### Фрагмент текста
* * * * *

История семилетней войны
Шрифт:
Во время всей этой кампании принц Генрих удерживался в Саксонии, имея против себя большую австрийскую армию с Дауном во главе и имперцев, причем приобрел значительные преимущества. Особенно отличились генералы Зейдлиц и Клейст, разбивавшие несколько раз неприятельские корпуса и тем уничтожавшие предприятия главной армии. Но все же пруссаки могли занять лишь часть этой области, а гарнизоны, оставляемые в городах, состояли большей частью из перебежчиков и самых плохих легких войск и потому были весьма ненадежны.
Фридрих разрешил одному французскому авантюристу, по имени Ла Бади, основать полк добровольцев, исключительно французов, называвшихся «etrangers prussiens (прусскими иностранцами). Это сборище солдат, офицеры которых были сами большей частью искателями приключений, не знало никакой дисциплины, а меньше всего прусской. Три роты их взбунтовались однажды при выходе из Лейпцига, ограбили обильно наполненную полковую кассу, багаж своего отсутствующего командира и других офицеров, застрелили начальствующего майора, захватили две принадлежащие полку пушки и направились в Альтенбург к имперским войскам. Предводителями мятежников были капитаны Фонтэн, Мерлен и лейтенант Эстаньоль, изображения которых лейпцигский палач прикрепил за это
Императорские войска под начальством Дауна направились в Дрезден и Богемию, а имперцы – обратно во Франконию; но они оставили гарнизоны в самых важных пунктах. Несмотря на это, пруссаки остались, как обыкновенно, на зиму в Саксонии, не надеясь, однако, на удачи будущей кампании.

* * * * *

### Строки набора данных
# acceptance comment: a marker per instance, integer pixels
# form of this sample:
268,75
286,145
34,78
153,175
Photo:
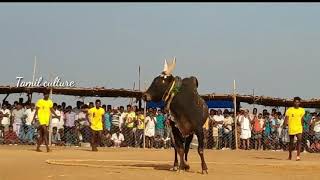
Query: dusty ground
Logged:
22,162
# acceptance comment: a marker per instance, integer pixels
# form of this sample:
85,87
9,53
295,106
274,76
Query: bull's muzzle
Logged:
146,97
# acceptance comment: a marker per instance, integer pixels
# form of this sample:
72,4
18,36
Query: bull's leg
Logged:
186,150
200,137
178,142
175,164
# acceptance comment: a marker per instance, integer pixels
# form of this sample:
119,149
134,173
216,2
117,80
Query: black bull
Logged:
189,111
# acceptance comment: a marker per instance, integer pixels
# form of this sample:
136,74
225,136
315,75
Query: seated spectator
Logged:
10,137
117,139
56,140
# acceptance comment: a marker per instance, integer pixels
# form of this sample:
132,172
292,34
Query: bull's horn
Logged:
165,68
172,66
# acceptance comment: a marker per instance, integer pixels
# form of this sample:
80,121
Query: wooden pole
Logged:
144,121
50,127
235,113
34,73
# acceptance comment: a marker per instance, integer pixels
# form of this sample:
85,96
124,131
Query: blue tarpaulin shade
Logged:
211,104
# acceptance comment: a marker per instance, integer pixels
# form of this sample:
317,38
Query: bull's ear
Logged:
165,68
172,66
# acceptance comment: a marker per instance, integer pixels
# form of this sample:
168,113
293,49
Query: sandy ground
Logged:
66,163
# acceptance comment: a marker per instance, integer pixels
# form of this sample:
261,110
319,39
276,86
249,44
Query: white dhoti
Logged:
245,134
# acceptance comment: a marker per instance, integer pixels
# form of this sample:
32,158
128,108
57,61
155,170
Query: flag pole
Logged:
144,120
235,113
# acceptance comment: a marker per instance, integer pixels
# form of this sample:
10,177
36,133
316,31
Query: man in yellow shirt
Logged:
96,119
44,108
294,119
129,125
140,127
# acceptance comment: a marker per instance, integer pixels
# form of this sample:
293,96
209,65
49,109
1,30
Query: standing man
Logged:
43,111
294,120
96,118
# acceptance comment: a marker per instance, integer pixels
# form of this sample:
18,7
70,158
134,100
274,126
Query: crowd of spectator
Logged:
125,127
259,131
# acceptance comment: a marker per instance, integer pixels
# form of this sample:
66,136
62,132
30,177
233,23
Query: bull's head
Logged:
161,83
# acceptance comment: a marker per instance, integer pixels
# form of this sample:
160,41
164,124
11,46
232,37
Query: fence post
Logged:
235,113
144,124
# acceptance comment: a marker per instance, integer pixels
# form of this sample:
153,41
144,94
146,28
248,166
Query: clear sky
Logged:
272,48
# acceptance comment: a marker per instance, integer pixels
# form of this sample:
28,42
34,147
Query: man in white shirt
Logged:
218,119
6,115
117,139
29,113
227,129
17,118
122,117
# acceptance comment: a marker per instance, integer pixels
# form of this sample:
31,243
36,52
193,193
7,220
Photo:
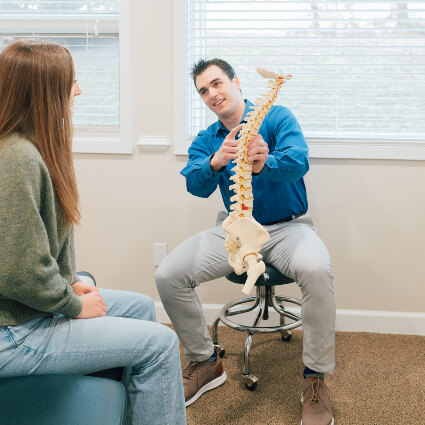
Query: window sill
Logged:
355,149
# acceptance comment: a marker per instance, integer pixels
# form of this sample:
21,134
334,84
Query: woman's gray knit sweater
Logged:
37,263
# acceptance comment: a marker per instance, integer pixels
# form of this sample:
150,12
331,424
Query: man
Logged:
280,156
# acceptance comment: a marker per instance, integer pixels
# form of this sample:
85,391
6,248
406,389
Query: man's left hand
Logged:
258,151
81,288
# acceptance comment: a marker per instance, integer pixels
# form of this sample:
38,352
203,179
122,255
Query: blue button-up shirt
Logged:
279,190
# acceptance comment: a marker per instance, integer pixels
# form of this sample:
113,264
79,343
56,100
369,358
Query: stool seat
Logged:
271,277
61,399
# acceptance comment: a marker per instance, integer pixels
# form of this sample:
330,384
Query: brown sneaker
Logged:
317,409
200,377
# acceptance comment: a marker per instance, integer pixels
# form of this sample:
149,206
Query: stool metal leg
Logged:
285,334
248,379
219,348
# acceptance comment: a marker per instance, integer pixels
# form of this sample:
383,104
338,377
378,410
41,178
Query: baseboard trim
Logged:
388,322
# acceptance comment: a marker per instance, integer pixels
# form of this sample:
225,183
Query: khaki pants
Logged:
294,249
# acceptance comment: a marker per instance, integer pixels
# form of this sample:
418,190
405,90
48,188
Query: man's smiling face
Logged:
219,93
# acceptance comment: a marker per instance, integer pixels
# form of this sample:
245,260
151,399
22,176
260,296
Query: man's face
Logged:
219,93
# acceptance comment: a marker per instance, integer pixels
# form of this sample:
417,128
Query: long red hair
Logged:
36,80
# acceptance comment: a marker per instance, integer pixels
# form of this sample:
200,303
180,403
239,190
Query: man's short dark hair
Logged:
200,66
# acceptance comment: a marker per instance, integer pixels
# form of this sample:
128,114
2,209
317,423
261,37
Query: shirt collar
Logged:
248,108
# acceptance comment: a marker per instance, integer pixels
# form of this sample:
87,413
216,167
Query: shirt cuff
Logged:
206,170
270,165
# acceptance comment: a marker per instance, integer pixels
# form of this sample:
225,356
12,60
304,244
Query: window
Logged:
97,34
358,67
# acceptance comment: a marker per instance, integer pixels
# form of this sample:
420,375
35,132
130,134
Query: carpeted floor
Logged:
378,380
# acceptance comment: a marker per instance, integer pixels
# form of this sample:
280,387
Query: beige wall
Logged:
368,212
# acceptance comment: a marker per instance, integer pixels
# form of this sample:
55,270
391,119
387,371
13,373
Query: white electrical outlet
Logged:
160,251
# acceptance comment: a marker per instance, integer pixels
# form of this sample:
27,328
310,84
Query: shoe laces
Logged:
315,385
190,369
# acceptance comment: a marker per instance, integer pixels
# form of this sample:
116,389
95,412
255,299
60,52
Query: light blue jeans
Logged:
127,337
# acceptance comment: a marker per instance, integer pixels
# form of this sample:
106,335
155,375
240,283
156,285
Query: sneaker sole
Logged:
332,421
220,380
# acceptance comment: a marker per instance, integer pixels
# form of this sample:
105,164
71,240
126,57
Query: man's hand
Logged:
227,150
81,288
258,151
93,306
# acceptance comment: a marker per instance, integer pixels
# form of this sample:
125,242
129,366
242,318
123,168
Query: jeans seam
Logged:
9,332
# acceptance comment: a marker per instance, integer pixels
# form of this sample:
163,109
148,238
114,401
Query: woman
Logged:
43,303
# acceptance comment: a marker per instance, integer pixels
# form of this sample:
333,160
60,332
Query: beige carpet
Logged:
379,379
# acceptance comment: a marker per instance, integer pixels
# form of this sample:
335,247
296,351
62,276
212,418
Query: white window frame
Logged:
88,140
373,147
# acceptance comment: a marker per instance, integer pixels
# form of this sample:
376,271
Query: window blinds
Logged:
89,29
358,66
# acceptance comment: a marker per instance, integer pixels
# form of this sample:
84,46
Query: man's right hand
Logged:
227,150
93,306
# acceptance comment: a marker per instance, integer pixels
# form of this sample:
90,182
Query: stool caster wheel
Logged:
220,350
250,382
286,337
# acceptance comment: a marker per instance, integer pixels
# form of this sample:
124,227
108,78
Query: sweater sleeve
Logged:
29,273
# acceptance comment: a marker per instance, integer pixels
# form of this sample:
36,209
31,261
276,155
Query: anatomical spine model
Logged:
244,235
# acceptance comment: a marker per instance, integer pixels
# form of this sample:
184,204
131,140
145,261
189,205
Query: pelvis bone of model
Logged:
244,235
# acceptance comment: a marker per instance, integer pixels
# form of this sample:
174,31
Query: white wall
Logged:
368,212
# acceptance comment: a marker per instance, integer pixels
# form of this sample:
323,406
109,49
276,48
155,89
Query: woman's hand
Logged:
81,288
93,306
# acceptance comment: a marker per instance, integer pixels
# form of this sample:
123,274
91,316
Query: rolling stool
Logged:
265,298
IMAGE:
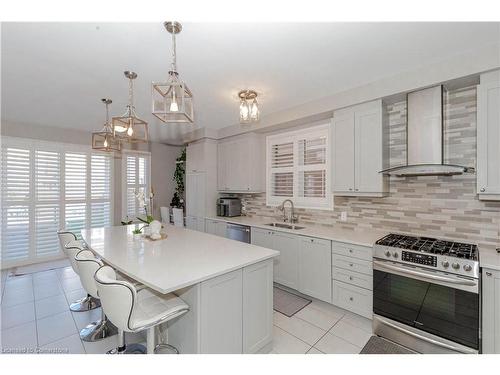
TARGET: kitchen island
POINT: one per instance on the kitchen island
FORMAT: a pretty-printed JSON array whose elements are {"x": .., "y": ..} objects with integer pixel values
[{"x": 227, "y": 284}]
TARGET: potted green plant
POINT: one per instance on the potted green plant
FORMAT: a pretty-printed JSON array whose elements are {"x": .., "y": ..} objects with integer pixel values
[{"x": 177, "y": 203}]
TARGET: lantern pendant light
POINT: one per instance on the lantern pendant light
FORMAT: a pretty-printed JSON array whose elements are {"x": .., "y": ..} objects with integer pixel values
[
  {"x": 129, "y": 127},
  {"x": 249, "y": 108},
  {"x": 105, "y": 140},
  {"x": 172, "y": 101}
]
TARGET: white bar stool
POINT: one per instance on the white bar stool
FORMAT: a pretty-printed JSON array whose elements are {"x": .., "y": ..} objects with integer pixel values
[
  {"x": 70, "y": 249},
  {"x": 133, "y": 311},
  {"x": 88, "y": 264}
]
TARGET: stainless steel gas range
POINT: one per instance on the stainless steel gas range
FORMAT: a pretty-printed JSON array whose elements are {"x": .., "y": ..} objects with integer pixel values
[{"x": 426, "y": 294}]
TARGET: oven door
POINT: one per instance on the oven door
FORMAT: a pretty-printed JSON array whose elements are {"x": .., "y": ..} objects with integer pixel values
[{"x": 441, "y": 304}]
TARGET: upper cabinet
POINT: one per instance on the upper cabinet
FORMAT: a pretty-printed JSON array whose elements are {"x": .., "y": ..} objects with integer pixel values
[
  {"x": 488, "y": 136},
  {"x": 358, "y": 151},
  {"x": 240, "y": 164}
]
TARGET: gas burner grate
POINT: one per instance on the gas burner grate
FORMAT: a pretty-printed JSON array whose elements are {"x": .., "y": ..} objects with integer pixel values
[{"x": 430, "y": 245}]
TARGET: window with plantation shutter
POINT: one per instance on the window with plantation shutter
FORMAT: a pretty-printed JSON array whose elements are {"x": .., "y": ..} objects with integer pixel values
[
  {"x": 47, "y": 201},
  {"x": 298, "y": 168},
  {"x": 136, "y": 178},
  {"x": 48, "y": 186}
]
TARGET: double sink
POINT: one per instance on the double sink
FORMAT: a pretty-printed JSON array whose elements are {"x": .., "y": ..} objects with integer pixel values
[{"x": 285, "y": 226}]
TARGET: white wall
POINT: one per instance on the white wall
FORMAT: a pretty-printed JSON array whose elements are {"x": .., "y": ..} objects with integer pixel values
[{"x": 162, "y": 160}]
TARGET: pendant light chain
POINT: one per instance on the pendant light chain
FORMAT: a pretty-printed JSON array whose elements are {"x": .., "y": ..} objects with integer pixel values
[{"x": 174, "y": 54}]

* * * * *

### Цель задания
Какие генералы, согласно фрагменту о Семилетней войне, особенно отличились в Саксонии?

### Итог задания
Генералы Зейдлиц и Клейст.